* [Testo di riferimento]

╭──

Foto-intervista a Lorenzo Cicconi Massi

Pubblicato su Dentro al Replay il 28/01/2008


Due chiacchiere con Lorenzo Cicconi Massi, classe 1966, fotografo e regista.
Lorenzo Cicconi Massi nasce a Senigallia dove tuttora vive; nel 1991 discute la tesi di laurea in sociologia "Mario Giacomelli e il gruppo Misa a Senigallia".
Comincia il suo lavoro di ricerca fotografica in bianco e nero, contemporaneamente realizza i primi cortometraggi a basso costo, premiati in alcuni festival e poi trasmessi da Tele+ e Rai.
Nel 1999 ottiene il primo premio al concorso Canon; dal Gennaio del 2000 è uno dei fotografi dell'Agenzia Contrasto.
La sua ricerca si sviluppa e trae suggestioni per lo più posando lo sguardo sulle realtà umane e paesaggistiche della sua terra.
I suoi lavori vengono premiati in numerosi concorsi, pubblicati dalle maggiori testate italiane ed esposti in due personali alla Treffpunkt Galerie di Stoccarda e allo Stadthaus di Ulm.
Dal 2006 alcune sue stampe fanno parte della collezione di Forma, prestigioso centro per la fotografia di Milano e della galleria americana di Nile Tuzun.
Nel 2007 è premiato nella sezione "sports features singles" al World Press Photo, con un lavoro sui giovani calciatori cinesi.
Nella primavera del 2007 riceve il premio G.R.I.N.
Nel maggio 2007 espone a Palazzo del Duca di Senigallia la mostra "Viaggio intorno a casa", con catalogo edito da Contrasto.
La stessa mostra viene esposta nell'ottobre 2007 al centro Forma di Milano.
Come regista esordisce nel 2007 con il lungometraggio "Prova a volare" che ha fra gli interpreti Riccardo Scamarcio, Alessandra Mastronardi, Ennio Fantastichini e Antonio Catania.



Lorenzo Cicconi Massi: chi è?
Un senigalliese, che ha la fortuna di guardare il mare dando le spalle alle colline più belle del mondo.

╰──

* [Dati mostrati]
╭──

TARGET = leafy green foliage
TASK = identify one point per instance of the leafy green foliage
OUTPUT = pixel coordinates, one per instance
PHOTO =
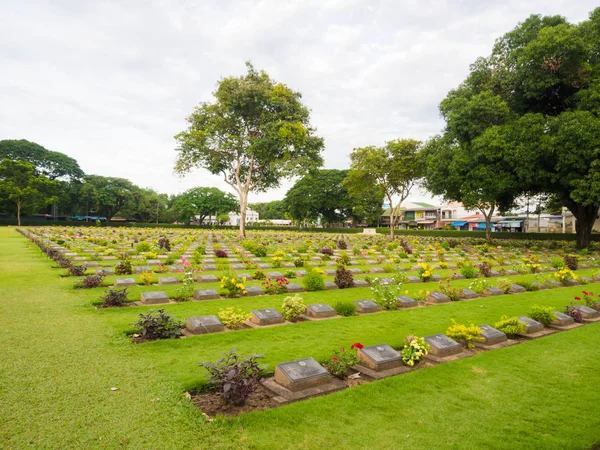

╰──

* [Consegne]
**A)** Rispondi a queste domande sull'intervista a Lorenzo Cicconi Massi:
(i) In che anno discute la tesi di laurea in sociologia?
(ii) Da quando è uno dei fotografi dell'Agenzia Contrasto?
(iii) Con quale lungometraggio esordisce come regista?
**B)** Prosegui l'intervista a Lorenzo Cicconi Massi con due nuove domande, ciascuna seguita dalla sua risposta.

* [Risposte]
**A)**
(i) Nel 1991.
(ii) Dal gennaio del 2000.
(iii) Con "Prova a volare", nel 2007.

**B)**
E' nato prima il fotografo o il regista? Ci racconti gli inizi e quale è stata la tua evoluzione artistica?
Di sicuro il regista! Ho cominciato nel 1982 con la videocamera che prendevamo di nascosto ad Edmo Leopoldi, per girare i nostri video demenziali, con il figlio Amleto, Corrado Bacchiocchi e Paolo Fornaroli, che è diventato poi mio stretto collaboratore.

Anni passati a sperimentare inquadrature, a inventare scene, una passione fortissima.

Nel 1987 ho comiciato a scattare le prime foto e anche lì è stato fondamentale l'utilizzo, sempre gratuito, della camera oscura nel retro di "Foto Leopoldi":
scoprivo il mondo dello sviluppo, della stampa, della magia della luce.

Nel 1989, vedendo i bimbi vestiti di bianco al compleanno di mio fratello, ho sentito l'esigenza di raccontare il loro gioco spensierato; quella serie dal titolo "le strade per giocare"
rimane una delle mie intuizioni più felici.



dalla serie "le strade per giocare"

Per ogni fotografo che viva a Senigallia è inevitabile scontrarsi e confrontarsi con l'opera di Mario Giacomelli, e tu sei stato definito da più parti il suo "erede naturale" anche a causa del tuo stile caratterizzato da forti contrasti, da figure in controluce e soggetti illuminati in maniera forte e diretta, nonché dallo stesso forte attaccamento alla vostra terra di origine, le Marche. Quale è stato il tuo rapporto col Maestro e cosa rispondi a chi ti paragona a lui?
Sono andato in cerca di Giacomelli e del suo pensiero, con l'umiltà di chi sa di scendere nel campo di un maestro assoluto.

Con lui ho avuto incontri occasionali, sempre presso lo studio di Leopoldi, ma anche appuntamenti nella suo angolo in tipografia dove gli mostravo qualcosa di quello che facevo, ma più che altro avevo piacere ad ascoltare i suoi racconti.
Il paragone con lui mi lusinga e mi imbarazza, ma credo che, se anche ci sono radici territoriali comuni e tratti stilistici similari, i nostri sono due mondi lontani più di quello che si creda.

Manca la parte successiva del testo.